Information given ▸
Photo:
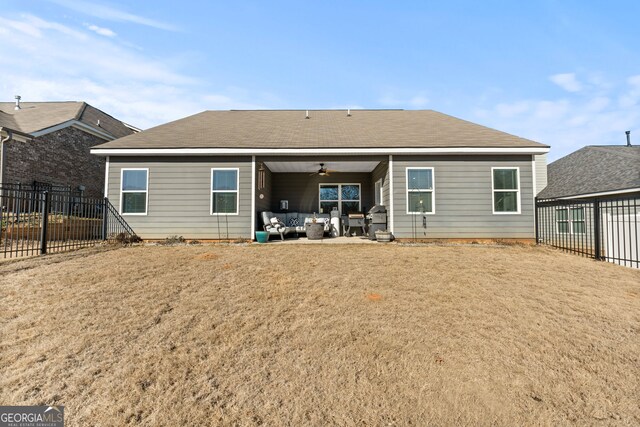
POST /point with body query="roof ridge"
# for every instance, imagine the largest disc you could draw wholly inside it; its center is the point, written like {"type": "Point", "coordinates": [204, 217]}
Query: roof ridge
{"type": "Point", "coordinates": [80, 112]}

Exercise instructions ▸ Copy the records above exactly, omitting every picture.

Solution for this task ▸
Photo:
POST /point with body query="roof ridge"
# for every instance, imagine the largest disc you could draw wholly inside it; its center is the point, written like {"type": "Point", "coordinates": [204, 217]}
Query: roof ridge
{"type": "Point", "coordinates": [80, 112]}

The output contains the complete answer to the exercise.